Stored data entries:
________________________
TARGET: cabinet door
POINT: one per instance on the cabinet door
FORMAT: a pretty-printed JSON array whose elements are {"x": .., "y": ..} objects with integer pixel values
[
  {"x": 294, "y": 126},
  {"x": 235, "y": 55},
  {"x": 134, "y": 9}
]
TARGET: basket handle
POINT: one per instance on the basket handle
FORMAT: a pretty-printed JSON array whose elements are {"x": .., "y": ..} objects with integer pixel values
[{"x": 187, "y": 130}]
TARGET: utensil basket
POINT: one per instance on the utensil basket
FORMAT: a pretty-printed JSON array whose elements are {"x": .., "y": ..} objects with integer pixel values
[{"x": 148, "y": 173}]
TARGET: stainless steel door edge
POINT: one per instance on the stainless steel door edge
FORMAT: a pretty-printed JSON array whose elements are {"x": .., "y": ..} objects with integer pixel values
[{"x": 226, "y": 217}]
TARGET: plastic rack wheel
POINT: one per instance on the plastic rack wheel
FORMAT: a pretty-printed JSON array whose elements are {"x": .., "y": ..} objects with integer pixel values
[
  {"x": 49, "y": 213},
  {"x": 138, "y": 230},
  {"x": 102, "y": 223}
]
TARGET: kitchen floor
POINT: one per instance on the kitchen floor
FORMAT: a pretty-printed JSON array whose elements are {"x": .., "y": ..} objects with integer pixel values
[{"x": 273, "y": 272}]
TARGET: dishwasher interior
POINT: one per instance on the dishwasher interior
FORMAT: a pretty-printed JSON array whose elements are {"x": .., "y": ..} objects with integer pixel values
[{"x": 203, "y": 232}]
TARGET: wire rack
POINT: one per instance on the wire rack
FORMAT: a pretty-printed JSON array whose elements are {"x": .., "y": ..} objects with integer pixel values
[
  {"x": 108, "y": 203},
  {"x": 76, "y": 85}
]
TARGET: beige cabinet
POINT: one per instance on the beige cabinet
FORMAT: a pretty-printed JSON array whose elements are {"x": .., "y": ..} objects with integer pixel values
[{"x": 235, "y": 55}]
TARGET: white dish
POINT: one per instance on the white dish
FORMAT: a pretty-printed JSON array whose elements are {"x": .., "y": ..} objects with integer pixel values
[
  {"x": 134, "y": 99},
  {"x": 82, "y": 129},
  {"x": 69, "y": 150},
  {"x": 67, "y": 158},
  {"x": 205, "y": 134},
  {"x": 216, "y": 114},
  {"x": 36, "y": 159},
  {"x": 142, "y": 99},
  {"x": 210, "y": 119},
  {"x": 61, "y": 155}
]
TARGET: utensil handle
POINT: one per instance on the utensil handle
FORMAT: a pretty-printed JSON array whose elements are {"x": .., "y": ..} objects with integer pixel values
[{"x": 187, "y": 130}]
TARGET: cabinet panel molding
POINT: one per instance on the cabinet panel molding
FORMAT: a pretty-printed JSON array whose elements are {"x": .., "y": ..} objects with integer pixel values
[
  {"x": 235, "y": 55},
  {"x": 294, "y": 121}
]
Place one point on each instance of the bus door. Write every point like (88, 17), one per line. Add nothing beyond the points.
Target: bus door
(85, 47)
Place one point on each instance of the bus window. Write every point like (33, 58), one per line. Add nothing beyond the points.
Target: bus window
________________________
The answer must be every line of the records that contains the word "utensil".

◆ **SOLUTION FOR THIS TASK**
TARGET: utensil basket
POINT: one per instance on the utensil basket
TARGET: utensil handle
POINT: one per instance on the utensil handle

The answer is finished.